**Input data**
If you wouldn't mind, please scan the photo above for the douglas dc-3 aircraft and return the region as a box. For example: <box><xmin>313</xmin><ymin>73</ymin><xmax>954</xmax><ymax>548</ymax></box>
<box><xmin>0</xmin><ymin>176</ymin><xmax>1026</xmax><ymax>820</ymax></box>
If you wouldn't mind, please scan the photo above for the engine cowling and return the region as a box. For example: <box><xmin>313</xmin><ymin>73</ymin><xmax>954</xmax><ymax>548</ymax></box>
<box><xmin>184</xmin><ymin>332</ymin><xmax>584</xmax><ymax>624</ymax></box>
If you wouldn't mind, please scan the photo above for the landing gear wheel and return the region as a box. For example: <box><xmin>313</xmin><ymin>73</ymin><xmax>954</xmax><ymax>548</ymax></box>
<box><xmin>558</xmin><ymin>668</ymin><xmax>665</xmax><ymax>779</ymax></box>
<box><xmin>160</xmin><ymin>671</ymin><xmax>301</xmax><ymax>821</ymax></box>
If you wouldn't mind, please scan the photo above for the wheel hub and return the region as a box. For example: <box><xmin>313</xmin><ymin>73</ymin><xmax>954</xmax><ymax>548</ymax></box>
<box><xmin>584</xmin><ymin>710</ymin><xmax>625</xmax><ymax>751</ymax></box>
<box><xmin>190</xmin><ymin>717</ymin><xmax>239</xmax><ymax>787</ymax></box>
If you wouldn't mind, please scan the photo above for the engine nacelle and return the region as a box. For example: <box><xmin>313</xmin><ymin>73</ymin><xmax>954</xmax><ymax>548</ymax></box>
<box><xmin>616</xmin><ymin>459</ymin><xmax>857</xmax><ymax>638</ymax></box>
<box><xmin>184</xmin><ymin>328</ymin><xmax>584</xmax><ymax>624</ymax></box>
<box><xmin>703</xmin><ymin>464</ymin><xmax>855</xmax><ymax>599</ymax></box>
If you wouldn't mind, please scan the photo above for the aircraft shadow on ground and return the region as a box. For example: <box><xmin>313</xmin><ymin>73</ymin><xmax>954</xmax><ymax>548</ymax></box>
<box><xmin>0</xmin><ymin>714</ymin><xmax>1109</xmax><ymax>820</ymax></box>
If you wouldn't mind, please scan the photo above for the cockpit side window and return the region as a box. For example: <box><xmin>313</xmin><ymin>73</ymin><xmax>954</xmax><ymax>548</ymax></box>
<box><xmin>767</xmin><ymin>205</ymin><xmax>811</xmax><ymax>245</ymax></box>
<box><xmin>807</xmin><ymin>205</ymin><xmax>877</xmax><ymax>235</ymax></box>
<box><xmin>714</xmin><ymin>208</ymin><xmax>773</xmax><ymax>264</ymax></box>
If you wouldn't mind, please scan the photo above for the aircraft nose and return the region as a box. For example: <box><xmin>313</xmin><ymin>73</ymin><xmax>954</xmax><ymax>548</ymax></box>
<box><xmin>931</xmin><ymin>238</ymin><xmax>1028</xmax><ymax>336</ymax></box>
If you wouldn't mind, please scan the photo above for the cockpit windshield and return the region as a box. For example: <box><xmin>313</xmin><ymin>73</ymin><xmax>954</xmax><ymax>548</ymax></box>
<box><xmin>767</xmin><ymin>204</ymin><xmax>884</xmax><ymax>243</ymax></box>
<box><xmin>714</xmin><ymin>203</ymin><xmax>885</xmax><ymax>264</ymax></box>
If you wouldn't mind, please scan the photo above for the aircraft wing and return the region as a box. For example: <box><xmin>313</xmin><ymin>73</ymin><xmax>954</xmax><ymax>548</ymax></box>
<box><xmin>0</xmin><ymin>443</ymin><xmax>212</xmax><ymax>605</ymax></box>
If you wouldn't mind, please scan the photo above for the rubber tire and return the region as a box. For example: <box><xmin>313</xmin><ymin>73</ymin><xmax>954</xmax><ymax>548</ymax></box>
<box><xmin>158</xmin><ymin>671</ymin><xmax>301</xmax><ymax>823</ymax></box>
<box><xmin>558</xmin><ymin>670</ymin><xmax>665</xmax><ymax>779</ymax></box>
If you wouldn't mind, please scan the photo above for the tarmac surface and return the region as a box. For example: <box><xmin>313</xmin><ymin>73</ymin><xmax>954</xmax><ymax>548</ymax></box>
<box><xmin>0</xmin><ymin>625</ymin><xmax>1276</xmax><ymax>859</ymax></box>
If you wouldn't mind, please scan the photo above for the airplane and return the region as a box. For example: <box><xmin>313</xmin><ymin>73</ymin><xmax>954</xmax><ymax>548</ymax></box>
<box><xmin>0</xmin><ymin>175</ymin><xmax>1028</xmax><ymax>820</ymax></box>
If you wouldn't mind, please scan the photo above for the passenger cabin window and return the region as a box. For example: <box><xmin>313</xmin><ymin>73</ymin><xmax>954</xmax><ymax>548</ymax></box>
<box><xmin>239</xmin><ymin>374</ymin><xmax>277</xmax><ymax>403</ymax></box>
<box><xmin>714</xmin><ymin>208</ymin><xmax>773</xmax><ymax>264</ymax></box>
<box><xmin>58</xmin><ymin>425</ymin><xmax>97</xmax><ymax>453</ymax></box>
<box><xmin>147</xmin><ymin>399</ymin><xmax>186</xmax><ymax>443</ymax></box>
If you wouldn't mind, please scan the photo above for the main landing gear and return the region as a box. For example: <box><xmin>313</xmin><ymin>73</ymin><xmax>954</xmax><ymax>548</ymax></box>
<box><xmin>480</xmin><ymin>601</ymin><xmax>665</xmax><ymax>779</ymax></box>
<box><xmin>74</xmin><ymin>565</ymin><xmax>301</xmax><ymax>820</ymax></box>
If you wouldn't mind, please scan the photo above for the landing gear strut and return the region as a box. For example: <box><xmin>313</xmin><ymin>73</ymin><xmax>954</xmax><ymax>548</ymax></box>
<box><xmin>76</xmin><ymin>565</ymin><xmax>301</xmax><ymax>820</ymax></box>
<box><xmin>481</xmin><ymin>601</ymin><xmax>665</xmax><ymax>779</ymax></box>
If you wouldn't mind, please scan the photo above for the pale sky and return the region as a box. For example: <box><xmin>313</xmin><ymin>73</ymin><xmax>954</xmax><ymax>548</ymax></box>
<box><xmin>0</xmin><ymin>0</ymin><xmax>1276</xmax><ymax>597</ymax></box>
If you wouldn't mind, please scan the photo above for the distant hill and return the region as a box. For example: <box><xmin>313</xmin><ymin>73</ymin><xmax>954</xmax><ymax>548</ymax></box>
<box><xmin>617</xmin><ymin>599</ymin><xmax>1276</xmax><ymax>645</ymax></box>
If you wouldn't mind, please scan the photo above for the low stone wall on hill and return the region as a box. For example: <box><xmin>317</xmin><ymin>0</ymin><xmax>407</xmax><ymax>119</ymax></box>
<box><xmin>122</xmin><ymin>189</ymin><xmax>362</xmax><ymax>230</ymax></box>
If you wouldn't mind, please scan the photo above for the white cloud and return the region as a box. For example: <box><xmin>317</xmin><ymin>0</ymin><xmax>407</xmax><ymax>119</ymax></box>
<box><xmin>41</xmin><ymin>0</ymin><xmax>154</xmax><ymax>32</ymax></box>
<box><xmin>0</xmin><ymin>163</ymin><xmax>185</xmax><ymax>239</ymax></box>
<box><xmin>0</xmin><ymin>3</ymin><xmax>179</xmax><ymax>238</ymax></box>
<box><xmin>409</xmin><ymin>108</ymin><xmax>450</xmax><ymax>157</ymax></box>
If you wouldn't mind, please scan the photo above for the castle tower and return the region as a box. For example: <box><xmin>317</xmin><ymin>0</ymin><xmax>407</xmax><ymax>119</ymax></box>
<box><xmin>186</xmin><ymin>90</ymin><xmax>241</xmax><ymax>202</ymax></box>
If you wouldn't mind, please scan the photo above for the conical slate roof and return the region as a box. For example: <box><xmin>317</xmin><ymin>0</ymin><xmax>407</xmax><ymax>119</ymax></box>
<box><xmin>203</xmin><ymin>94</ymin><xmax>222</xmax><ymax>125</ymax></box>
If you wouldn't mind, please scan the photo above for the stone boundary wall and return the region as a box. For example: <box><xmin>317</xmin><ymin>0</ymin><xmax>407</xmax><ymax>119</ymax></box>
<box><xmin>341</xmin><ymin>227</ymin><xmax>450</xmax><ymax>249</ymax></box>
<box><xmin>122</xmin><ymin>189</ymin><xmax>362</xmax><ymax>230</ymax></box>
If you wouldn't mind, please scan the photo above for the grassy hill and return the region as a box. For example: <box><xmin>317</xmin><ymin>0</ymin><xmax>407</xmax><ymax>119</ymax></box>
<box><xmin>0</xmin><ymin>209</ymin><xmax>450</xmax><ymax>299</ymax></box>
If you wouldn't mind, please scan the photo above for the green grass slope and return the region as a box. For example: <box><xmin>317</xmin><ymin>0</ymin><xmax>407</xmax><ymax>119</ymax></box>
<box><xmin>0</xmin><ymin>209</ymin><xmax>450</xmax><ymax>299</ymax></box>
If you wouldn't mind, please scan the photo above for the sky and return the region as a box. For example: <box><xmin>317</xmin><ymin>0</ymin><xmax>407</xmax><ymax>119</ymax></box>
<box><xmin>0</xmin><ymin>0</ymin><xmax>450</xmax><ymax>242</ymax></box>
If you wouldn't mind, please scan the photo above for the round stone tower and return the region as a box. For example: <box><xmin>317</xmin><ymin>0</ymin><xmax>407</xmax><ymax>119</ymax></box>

**Your instructions**
Please revise the records from the line containing "for the stone" through the end of the records, putting "rolling hill" in place of "grassy hill" and keeping everything else the same.

**Exercise result**
If you wouldn't mind, please scan the photo above for the stone boundary wall and return the region as a box. For example: <box><xmin>317</xmin><ymin>0</ymin><xmax>407</xmax><ymax>119</ymax></box>
<box><xmin>341</xmin><ymin>227</ymin><xmax>450</xmax><ymax>249</ymax></box>
<box><xmin>122</xmin><ymin>189</ymin><xmax>362</xmax><ymax>230</ymax></box>
If you wouldn't mind, please scan the photo above for the rolling hill and return the region as a box. For example: <box><xmin>317</xmin><ymin>0</ymin><xmax>407</xmax><ymax>119</ymax></box>
<box><xmin>0</xmin><ymin>209</ymin><xmax>450</xmax><ymax>299</ymax></box>
If you wouldn't mind, please scan the photo above for the green grass slope and return the region as a box. For example: <box><xmin>317</xmin><ymin>0</ymin><xmax>407</xmax><ymax>119</ymax></box>
<box><xmin>0</xmin><ymin>209</ymin><xmax>450</xmax><ymax>299</ymax></box>
If you wouldn't mind, please scan the photo above for the sky and return the region as a box. For example: <box><xmin>317</xmin><ymin>0</ymin><xmax>407</xmax><ymax>119</ymax></box>
<box><xmin>0</xmin><ymin>0</ymin><xmax>450</xmax><ymax>242</ymax></box>
If you wouldn't mind, please scan the photo above for the round stone tower and return the region as a box. For example: <box><xmin>317</xmin><ymin>0</ymin><xmax>407</xmax><ymax>119</ymax></box>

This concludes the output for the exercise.